-- SOURCE RECORDS follows --

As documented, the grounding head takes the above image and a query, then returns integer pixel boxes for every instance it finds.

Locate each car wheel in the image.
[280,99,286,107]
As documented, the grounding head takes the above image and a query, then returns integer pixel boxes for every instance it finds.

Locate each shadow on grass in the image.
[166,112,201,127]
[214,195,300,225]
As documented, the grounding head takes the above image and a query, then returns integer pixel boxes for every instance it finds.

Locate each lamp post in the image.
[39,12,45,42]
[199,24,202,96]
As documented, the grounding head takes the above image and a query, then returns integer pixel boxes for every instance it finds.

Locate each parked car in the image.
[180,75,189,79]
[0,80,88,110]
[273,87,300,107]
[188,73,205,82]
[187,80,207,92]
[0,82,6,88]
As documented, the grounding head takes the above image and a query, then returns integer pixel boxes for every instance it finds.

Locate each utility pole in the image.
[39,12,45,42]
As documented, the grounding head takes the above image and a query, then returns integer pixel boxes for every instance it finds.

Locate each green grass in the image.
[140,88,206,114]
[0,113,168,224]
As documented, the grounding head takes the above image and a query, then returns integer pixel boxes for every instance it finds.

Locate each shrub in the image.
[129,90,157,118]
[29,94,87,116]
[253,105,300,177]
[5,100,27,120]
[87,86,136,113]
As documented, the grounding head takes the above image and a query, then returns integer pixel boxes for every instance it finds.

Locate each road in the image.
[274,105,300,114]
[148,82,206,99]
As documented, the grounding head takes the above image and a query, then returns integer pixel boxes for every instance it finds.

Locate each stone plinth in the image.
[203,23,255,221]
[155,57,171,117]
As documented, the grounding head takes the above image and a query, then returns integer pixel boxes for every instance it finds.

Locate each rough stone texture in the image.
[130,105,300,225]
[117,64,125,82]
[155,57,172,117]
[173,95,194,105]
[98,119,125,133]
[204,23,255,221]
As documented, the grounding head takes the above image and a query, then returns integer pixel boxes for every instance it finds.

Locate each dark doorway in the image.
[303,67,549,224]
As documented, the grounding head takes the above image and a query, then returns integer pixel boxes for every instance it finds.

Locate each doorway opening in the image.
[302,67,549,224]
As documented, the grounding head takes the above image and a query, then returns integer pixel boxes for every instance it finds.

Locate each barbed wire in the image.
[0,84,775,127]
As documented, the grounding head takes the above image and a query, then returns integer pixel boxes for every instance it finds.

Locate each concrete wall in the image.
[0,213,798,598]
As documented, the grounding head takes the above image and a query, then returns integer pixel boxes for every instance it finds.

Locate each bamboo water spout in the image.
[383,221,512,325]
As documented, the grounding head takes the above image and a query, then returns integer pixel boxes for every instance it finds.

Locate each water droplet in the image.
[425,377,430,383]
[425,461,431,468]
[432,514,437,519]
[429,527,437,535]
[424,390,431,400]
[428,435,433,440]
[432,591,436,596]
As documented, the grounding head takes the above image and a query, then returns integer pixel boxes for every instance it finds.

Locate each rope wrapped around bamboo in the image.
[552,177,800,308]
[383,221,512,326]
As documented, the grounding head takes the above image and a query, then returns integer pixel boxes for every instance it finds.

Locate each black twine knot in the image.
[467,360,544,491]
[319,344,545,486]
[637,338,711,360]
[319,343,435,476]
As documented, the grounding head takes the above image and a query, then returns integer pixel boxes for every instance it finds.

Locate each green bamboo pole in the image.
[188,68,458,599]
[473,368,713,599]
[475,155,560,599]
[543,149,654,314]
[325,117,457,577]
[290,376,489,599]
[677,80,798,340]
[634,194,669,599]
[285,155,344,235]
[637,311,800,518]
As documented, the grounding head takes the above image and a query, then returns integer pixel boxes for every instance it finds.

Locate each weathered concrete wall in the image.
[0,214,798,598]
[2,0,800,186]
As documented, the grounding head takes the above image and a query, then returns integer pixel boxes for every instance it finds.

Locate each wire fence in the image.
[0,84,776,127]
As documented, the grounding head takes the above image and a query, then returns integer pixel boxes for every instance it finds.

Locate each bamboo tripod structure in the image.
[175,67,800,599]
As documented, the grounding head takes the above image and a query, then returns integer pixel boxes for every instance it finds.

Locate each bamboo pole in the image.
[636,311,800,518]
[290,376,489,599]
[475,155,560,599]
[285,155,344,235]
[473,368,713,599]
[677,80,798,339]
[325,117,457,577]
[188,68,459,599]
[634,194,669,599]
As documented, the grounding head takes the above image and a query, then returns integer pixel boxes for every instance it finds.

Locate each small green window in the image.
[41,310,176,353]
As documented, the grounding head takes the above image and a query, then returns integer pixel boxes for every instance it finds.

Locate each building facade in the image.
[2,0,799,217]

-- SOURCE RECORDS concluded --

__WHAT IS EXPECTED__: Return the data from the top line through the bottom line exactly.

__RESPONSE TO THIS EXERCISE__:
As documented, the grounding head takes the above image and a query, then returns integer pixel boxes for every instance it finds.

Locate each car wheel in the image.
[280,99,286,107]
As documented, the grounding head takes the above image and a query, then returns integer pixel boxes for every instance it finds.

Locate each shadow on grass in the image.
[166,112,201,127]
[214,195,300,225]
As documented, the grounding head takes the above image and a query, then returns integer pixel boxes for every instance it finds.

Locate each lamp post in the image.
[39,12,45,42]
[199,24,202,96]
As documented, the grounding head takes the above image and a query, then returns integer pixel boxes for every instance it finds.

Locate each parked car in the image.
[180,75,189,79]
[0,80,88,110]
[273,87,300,107]
[188,73,205,82]
[187,80,207,92]
[0,82,6,88]
As documented, the grounding head takes the above image and a query, then returns integer pixel boxes for every instance it finds.

Locate each utility pole in the image.
[39,12,45,42]
As documented, the grounding head takes the above image and a query, then returns integer pixel boxes for every instance it finds.

Locate each green grass in the image.
[140,88,206,114]
[0,113,168,224]
As documented, the grounding head takes the above image and a query, then returns integer pixel boxes for every instance it finds.

Locate each shrub in the image.
[129,90,157,118]
[29,94,87,116]
[253,105,300,177]
[5,100,27,120]
[87,86,136,113]
As documented, the grounding head takes the above image and a query, then returns integer pixel boxes for every instance it finds.

Locate each road in the image.
[274,105,300,114]
[148,82,206,99]
As documented, the grounding head takes the above image and a query, then returns integer pixel boxes for every instance it finds.

Locate each stone plinth in the image.
[203,23,255,221]
[155,57,171,117]
As documented, the grounding head takes the above image and a query, then returns integer pixel boxes for every instance it finds.

Locate each rough stone texture in the image.
[130,105,300,225]
[117,64,125,82]
[155,57,172,117]
[173,95,194,105]
[98,119,125,133]
[204,23,255,221]
As documented, the grounding head takes the above image and a query, then returns integer pixel boxes for every instance it finds.

Locate each dark doorway in the image.
[303,67,549,224]
As documented, the grounding head takes the above image and a query, then returns integer pixel boxes for every instance it finds.

Locate each doorway opening in the image.
[302,67,549,224]
As documented, the grounding head takes the above image and a query, then returns integer pixel boxes for every instance it finds.

Locate each barbed wire in the image.
[0,84,775,127]
As documented, the grounding head takes the above image and a query, then returns integer pixel boxes for every instance it finds.

Locate each concrete wall in the image.
[0,213,798,598]
As documented, the grounding head takes the above image and a query, then returns integer pixel boxes for every instance it finds.

Locate each bamboo water spout in the image.
[383,221,512,325]
As documented, the grounding head takes the above image and a query, then returns integer pixel boxes for every instance it finds.

Locate each water droplet in the image.
[425,377,430,383]
[425,461,431,468]
[432,514,437,519]
[429,527,437,535]
[424,390,431,400]
[428,435,433,440]
[432,591,436,596]
As documented, the grounding head takes the above image and a query, then returns integer pixel boxes for every instance it finds.

Locate each rope wrapped around bamboo in the image.
[552,177,800,308]
[383,221,512,326]
As documented, the grounding head takes the above image and a query, then returns integer pixel boxes for every instance it finds.

Locate each black twine knot in the image.
[467,360,544,491]
[319,344,545,486]
[637,338,711,360]
[319,343,435,476]
As documented, the grounding head takes the above image and a query, then returns integer pixel boxes for every instance it finds.

Locate each green bamboo pole in the image.
[188,68,458,599]
[473,368,713,599]
[475,155,560,599]
[543,149,654,314]
[325,117,457,577]
[290,376,489,599]
[677,80,798,340]
[634,194,669,599]
[285,155,344,235]
[637,311,800,518]
As documented, the grounding head takes the above image and a query, then returns integer pixel boxes for every instance it finds.

Locate each weathered concrete wall in the image.
[0,214,798,598]
[2,0,800,186]
As documented, the grounding head takes the above image and a query, then returns integer pixel boxes for every instance it finds.

Locate each wire fence in the image.
[0,84,776,127]
As documented, the grounding head takes the above image and a query, then returns integer pixel boxes for every instance it finds.

Locate each bamboo tripod structure in the image.
[175,67,800,599]
As documented, the grounding head takes the above image and a query, then returns integer pixel boxes for every instance it finds.

Locate each bamboo pole in the image.
[636,311,800,518]
[290,376,489,599]
[475,155,560,599]
[285,155,344,235]
[473,368,713,599]
[677,80,798,339]
[325,117,457,577]
[188,68,459,599]
[634,194,669,599]
As documented, the grounding head takes the above image and a query, then returns integer pixel boxes for every instance it finds.

Locate each small green window in the image.
[41,310,176,353]
As documented, the grounding head takes the above image and a query, then returns integer pixel boxes for every instance it finds.

Locate each building facade in the image.
[2,0,799,217]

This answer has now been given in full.